** EXERCISE **
Return each line from the items below that contains the string "wall". Case matters.

** DATA FOR PROCESSING **

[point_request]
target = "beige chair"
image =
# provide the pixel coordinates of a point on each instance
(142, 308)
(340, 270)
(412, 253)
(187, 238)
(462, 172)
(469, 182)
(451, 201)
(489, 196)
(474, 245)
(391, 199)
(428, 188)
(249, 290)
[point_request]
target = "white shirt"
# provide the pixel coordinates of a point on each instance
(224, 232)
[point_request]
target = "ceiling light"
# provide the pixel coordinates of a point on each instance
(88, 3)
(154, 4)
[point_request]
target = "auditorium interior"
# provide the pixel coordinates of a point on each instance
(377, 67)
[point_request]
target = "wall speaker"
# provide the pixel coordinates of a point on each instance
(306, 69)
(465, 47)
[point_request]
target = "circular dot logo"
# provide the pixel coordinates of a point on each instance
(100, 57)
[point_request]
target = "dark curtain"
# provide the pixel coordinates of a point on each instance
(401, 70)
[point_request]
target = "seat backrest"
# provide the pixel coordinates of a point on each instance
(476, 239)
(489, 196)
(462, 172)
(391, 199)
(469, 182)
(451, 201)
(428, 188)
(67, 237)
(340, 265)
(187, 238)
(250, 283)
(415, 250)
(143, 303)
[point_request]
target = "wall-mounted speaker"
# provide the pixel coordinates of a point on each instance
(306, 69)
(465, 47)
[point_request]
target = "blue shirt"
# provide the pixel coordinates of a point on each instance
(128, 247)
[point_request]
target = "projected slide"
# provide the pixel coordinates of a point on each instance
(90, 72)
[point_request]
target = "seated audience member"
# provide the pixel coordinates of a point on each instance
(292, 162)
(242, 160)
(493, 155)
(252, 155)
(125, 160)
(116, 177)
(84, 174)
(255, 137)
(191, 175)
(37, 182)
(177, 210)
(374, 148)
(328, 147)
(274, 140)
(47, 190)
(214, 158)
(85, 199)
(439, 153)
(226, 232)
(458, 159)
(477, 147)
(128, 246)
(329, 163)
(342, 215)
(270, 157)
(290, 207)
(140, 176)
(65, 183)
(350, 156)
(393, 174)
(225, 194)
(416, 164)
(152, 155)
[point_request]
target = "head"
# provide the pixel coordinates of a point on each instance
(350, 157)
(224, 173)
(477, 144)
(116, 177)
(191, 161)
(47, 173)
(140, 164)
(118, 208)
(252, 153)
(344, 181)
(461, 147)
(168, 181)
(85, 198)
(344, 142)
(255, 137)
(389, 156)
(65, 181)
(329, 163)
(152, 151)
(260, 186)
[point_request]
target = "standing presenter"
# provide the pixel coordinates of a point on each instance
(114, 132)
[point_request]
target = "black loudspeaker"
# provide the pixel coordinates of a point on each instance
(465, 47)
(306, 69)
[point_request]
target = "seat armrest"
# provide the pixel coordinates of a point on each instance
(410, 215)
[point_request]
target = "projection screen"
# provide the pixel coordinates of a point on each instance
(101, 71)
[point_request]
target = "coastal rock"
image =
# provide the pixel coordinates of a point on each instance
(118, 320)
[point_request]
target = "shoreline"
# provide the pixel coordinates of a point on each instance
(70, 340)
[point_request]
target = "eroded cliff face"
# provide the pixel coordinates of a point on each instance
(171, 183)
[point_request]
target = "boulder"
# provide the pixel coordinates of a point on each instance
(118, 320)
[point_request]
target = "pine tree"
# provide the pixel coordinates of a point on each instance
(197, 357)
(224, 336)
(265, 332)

** IN RESPONSE **
target = "wall speaker"
target = "wall-mounted speaker"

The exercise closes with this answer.